Retype the stretch of the P-38 Lightning text below from "In February of" through "even 1,000 hp.", keeping every word and mark unchanged.

Supplied text:
+++
Hasegawa 1/48 P-38J Lightning


JT 162




See Review


Michael Wolf


Verlinden update set used`


In February of 1937, the US Army Air Corps asked the American aircraft industry to submit designs for an experimental pursuit (fighter) having what was described as "the tactical mission of interception and attack of hostile aircraft at high altitude." The specifications called for a minimum airspeed of 360 mph (579 km/h) at altitude and the ability to climb to 20,000 feet (6,096 m) within only six minutes. The problem with that was that, at the time, no single engine existed which could provide such performance. At least 1,600 hp would be required and the only power plant available was the Allison V-1710-C8, not yet tested to even 1,000 hp.

Lockheed’s solution to the specifications was to build a pursuit aircraft around two of the Allison engines. Several possible layouts were proposed, with a twin-boomed design finally winning out. Under the supervision of (the now legendary) Kelly Johnson, the Model 22 (later, the XP-38) was in competition with Bell Aircraft’s radical XP-39. The twin-engine design incorporated large propeller discs to take advantage of the horsepower generated and the large wingspan provided better high altitude performance. When the P-38, now christened the "Lightning" entered production, it was 17 months before a scale model of the airframe was submitted for wind tunnel testing. This testing confirmed reports that, at certain airspeeds (Mach .67), the airflow over the wing approached supersonic, leaving the aircraft uncontrollable. The solution was the addition of dive brakes underneath the outboard wing panels. But this was not incorporated until the last 210 of the P-38J models were built, and all of the subsequent marks.
+++
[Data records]
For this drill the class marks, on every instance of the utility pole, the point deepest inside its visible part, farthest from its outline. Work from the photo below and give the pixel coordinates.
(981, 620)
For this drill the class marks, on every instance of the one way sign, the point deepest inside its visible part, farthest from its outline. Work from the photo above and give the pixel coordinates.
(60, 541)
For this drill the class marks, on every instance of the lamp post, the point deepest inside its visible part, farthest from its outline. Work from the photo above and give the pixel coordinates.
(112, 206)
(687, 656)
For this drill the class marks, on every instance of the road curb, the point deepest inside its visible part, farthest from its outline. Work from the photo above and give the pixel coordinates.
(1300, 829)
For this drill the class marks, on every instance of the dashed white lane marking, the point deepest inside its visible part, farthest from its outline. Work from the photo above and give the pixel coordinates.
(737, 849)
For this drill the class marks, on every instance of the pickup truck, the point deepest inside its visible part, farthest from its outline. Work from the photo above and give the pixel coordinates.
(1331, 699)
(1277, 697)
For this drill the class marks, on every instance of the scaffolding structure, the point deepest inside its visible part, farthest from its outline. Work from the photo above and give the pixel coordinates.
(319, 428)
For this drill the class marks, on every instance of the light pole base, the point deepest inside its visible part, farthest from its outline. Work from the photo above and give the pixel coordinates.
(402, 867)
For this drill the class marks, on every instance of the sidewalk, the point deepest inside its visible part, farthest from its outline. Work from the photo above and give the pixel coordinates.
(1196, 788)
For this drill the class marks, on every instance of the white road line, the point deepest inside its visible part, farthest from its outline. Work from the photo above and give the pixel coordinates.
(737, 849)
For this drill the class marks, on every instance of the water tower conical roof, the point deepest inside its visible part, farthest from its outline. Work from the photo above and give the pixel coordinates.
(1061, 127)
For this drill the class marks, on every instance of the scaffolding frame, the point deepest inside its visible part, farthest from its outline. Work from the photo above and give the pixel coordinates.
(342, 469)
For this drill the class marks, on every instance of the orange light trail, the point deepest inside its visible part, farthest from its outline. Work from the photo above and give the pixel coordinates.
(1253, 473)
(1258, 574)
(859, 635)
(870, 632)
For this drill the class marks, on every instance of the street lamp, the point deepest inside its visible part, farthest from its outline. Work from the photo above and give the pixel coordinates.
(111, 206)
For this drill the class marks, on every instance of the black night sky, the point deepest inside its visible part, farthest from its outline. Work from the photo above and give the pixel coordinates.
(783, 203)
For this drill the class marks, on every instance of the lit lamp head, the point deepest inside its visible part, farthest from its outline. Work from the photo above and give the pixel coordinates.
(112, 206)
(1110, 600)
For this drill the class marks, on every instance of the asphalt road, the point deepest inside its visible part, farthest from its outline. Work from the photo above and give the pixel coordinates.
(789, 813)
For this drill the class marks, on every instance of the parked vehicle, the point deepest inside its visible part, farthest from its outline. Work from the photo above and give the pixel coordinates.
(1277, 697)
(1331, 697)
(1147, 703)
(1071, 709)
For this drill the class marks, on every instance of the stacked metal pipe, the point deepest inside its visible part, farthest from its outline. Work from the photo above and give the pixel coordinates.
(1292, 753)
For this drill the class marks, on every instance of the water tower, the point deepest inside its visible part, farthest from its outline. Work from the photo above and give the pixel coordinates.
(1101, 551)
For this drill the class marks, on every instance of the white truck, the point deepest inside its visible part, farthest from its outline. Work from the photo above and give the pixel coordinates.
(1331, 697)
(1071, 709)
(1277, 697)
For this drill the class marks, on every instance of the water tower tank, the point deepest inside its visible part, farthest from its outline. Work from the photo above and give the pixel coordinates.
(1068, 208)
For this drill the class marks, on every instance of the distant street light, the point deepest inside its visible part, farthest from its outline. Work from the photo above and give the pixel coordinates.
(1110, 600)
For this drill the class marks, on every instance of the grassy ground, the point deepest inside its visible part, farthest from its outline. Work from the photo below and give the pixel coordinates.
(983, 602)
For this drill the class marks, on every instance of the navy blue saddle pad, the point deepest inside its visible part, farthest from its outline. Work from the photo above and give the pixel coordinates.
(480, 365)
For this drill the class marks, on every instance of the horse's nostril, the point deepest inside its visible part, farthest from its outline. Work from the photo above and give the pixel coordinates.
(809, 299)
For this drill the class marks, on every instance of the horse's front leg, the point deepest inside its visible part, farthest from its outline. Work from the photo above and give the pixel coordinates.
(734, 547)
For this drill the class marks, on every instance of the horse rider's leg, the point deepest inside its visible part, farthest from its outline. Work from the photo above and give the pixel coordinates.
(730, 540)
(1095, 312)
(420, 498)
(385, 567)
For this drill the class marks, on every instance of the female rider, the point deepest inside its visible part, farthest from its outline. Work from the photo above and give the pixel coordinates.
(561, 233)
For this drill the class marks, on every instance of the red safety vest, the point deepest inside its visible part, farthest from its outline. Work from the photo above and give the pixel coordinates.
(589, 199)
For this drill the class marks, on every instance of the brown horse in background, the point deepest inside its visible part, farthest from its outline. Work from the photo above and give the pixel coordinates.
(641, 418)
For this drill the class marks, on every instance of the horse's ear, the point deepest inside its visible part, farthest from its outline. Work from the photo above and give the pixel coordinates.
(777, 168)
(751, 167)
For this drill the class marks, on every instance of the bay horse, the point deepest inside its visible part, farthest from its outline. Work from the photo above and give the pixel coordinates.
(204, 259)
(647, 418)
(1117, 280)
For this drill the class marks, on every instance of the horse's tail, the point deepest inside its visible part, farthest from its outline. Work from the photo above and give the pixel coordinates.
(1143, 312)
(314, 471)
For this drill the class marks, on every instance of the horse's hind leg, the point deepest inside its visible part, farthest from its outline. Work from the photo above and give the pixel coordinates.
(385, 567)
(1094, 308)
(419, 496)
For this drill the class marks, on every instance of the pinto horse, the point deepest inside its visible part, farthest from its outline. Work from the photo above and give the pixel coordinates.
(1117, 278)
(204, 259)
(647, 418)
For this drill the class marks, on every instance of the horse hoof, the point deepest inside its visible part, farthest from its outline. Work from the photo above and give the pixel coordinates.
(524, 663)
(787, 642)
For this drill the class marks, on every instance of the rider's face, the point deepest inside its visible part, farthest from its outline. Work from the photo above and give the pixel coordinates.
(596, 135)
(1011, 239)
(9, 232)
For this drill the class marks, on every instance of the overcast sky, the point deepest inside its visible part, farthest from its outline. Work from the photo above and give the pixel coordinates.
+++
Task result:
In February of 1937, the US Army Air Corps asked the American aircraft industry to submit designs for an experimental pursuit (fighter) having what was described as "the tactical mission of interception and attack of hostile aircraft at high altitude." The specifications called for a minimum airspeed of 360 mph (579 km/h) at altitude and the ability to climb to 20,000 feet (6,096 m) within only six minutes. The problem with that was that, at the time, no single engine existed which could provide such performance. At least 1,600 hp would be required and the only power plant available was the Allison V-1710-C8, not yet tested to even 1,000 hp.